══ DATASET RECORDS
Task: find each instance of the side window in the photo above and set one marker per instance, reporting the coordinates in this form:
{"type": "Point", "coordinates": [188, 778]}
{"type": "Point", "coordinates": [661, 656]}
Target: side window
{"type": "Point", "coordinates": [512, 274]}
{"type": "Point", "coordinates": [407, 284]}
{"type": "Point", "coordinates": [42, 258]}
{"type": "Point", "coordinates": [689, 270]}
════
● **WHAT YOU NEED TO DO**:
Reproduce the records above in their entirety, unchanged.

● **WRITTEN RESPONSE**:
Task: find each instance of the side window in the photo above and set one marker per instance, reporting the coordinates in this form:
{"type": "Point", "coordinates": [188, 778]}
{"type": "Point", "coordinates": [661, 656]}
Target: side window
{"type": "Point", "coordinates": [512, 274]}
{"type": "Point", "coordinates": [407, 284]}
{"type": "Point", "coordinates": [42, 258]}
{"type": "Point", "coordinates": [689, 270]}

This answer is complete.